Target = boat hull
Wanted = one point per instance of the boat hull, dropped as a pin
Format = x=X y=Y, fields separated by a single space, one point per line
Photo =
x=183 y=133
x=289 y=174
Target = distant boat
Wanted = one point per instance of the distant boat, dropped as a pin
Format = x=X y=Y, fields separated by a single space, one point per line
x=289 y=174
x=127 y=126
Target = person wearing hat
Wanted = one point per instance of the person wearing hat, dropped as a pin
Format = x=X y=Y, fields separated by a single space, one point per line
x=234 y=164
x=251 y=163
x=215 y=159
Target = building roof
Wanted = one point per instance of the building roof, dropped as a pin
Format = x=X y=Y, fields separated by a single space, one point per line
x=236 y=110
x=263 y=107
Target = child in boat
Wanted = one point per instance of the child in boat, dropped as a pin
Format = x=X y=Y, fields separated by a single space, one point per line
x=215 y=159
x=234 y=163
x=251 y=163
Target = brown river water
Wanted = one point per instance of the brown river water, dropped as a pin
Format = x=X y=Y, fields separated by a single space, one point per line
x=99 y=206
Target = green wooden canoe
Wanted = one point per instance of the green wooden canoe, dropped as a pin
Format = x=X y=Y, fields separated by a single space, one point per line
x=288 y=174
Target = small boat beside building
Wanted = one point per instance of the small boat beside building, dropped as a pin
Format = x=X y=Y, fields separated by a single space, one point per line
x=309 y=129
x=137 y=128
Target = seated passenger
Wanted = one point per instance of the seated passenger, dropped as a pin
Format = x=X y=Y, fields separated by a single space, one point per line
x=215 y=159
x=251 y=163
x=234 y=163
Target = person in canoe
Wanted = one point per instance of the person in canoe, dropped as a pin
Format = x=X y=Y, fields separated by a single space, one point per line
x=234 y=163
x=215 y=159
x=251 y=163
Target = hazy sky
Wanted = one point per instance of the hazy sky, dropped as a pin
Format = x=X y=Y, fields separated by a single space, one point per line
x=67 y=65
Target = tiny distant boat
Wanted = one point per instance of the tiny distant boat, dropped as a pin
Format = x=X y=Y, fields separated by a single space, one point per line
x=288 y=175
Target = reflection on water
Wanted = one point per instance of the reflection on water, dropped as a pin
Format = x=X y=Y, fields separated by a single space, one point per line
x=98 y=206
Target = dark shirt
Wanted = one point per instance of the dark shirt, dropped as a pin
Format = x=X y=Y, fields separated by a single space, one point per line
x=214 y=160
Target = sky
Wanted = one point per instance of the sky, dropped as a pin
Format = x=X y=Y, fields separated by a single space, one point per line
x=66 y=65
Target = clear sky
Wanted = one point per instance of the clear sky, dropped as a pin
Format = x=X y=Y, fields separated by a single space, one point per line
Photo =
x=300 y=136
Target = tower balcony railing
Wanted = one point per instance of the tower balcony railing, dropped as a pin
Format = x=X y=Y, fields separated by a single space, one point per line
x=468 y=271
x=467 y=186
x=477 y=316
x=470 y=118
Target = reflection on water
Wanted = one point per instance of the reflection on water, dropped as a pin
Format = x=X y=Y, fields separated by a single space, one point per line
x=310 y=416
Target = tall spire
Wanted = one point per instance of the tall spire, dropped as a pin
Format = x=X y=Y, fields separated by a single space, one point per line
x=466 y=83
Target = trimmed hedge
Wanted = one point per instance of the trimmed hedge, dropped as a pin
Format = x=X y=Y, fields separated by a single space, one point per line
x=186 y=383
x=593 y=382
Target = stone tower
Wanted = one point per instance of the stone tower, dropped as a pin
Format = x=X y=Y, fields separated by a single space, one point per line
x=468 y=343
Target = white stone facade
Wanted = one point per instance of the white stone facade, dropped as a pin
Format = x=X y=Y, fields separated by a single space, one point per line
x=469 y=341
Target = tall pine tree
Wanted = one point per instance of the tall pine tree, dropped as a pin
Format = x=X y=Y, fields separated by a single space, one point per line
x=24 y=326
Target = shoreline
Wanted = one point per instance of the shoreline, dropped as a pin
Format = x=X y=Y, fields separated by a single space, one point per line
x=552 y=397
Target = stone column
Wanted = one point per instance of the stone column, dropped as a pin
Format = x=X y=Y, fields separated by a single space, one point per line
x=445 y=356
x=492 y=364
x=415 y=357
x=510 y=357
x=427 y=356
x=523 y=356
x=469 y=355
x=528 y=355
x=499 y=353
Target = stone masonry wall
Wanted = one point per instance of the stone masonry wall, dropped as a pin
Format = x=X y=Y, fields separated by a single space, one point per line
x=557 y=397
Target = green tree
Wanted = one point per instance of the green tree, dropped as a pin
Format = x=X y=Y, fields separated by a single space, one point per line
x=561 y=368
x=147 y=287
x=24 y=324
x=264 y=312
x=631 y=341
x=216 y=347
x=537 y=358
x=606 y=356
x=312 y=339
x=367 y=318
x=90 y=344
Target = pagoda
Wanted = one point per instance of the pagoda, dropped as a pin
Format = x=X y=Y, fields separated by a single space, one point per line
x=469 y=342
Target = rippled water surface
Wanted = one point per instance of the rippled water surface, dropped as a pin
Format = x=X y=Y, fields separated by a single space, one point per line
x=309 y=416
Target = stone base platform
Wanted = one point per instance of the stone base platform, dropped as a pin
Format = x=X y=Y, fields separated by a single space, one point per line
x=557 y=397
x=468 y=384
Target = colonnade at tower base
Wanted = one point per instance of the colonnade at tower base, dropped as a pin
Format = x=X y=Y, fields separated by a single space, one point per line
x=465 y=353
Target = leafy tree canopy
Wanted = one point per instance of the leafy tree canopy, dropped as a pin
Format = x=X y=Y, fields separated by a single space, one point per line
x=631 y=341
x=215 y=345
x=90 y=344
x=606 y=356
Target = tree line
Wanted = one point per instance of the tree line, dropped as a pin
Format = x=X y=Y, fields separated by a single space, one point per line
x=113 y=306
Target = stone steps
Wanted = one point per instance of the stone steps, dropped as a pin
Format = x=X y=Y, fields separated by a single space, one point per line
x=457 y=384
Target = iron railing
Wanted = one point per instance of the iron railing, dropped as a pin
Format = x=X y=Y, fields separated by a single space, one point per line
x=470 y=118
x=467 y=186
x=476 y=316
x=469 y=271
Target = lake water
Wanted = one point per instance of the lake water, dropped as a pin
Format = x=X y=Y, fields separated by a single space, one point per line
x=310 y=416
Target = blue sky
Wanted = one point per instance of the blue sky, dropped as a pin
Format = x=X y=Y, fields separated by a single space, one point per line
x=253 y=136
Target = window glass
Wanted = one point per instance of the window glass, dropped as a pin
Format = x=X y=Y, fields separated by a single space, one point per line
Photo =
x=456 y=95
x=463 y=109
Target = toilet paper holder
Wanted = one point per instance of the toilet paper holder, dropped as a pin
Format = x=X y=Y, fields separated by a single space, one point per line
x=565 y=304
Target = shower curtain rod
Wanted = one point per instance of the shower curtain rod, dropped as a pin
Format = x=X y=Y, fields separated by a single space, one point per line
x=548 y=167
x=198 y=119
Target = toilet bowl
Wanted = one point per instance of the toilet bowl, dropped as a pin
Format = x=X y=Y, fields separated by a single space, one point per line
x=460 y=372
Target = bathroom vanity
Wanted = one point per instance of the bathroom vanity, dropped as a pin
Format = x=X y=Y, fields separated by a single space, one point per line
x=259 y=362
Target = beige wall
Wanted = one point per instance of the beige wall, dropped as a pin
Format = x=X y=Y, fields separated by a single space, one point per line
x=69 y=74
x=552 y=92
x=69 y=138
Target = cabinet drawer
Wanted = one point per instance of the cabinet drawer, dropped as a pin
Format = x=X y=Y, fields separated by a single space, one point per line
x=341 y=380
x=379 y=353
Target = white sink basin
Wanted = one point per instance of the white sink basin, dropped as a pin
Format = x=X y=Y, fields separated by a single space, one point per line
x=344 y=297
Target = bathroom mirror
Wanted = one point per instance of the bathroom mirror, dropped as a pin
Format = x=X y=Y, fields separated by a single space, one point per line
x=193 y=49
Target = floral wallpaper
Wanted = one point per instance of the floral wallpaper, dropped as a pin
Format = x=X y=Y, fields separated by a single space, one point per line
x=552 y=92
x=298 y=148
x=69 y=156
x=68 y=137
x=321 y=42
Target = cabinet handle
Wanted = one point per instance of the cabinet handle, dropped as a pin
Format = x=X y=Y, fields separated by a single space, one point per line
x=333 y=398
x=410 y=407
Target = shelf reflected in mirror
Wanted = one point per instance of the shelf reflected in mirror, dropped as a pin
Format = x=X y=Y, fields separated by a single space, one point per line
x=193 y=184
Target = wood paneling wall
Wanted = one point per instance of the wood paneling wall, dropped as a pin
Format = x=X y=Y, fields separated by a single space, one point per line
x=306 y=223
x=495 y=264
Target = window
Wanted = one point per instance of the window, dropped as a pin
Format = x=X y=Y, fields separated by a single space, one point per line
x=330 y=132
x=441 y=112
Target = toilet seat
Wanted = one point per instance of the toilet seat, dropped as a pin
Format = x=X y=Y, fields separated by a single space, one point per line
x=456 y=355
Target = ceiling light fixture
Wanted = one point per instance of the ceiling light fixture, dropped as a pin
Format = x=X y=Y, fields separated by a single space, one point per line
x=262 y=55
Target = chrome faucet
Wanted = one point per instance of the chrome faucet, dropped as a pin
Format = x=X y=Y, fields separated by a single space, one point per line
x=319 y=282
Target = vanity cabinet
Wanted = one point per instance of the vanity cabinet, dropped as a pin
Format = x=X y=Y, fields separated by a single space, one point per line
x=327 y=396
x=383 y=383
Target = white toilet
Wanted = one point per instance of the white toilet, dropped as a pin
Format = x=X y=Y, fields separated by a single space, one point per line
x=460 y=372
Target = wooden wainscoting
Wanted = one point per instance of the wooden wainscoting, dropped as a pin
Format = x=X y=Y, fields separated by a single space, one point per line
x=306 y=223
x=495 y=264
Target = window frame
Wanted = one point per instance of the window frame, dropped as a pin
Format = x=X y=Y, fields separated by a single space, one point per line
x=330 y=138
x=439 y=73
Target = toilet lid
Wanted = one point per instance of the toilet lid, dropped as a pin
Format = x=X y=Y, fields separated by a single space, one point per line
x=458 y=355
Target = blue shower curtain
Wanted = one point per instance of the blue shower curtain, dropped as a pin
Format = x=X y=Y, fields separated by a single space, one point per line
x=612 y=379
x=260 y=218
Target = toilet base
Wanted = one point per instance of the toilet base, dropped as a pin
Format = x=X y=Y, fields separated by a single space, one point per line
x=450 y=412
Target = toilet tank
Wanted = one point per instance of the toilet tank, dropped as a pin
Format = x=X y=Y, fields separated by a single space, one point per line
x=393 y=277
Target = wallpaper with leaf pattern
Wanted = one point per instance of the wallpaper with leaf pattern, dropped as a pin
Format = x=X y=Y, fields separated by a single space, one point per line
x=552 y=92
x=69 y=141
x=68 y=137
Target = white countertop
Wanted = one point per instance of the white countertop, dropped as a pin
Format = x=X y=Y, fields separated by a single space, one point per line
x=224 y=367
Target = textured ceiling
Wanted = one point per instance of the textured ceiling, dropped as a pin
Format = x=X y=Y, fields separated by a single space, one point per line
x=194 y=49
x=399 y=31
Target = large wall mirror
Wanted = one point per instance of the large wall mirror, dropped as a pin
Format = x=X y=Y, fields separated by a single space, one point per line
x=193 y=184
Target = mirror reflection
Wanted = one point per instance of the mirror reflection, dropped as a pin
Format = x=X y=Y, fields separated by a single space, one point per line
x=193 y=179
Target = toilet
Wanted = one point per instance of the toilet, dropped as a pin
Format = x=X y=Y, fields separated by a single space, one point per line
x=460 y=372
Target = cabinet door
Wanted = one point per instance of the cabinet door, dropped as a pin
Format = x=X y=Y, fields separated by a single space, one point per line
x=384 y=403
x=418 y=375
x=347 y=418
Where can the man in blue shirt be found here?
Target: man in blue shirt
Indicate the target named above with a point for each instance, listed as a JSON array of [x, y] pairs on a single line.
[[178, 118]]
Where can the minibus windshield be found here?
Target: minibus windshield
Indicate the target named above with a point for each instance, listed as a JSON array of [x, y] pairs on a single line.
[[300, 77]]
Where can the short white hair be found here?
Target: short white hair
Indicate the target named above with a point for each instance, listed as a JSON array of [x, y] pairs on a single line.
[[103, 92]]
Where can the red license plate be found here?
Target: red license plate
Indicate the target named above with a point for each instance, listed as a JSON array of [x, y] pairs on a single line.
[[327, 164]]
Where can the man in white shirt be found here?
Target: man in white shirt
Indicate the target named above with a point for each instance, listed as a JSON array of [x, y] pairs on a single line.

Required work: Would you copy, unchanged, the stretch of the records above that begins at the line containing "Wanted = one point per instance of the bathroom mirror, dropped" and ends at the line containing "Target = cabinet handle", and only that?

Answer section:
Wanted = one point per instance of the bathroom mirror, dropped as a pin
Format = x=X y=Y, fields separated by a single space, one point per line
x=193 y=49
Target = floral wallpaper
Wanted = one point per instance of the floral wallpaper, dropped as a pin
Format = x=X y=Y, fields separated by a single space, one point per line
x=552 y=92
x=298 y=148
x=69 y=156
x=68 y=137
x=321 y=42
Target = cabinet handle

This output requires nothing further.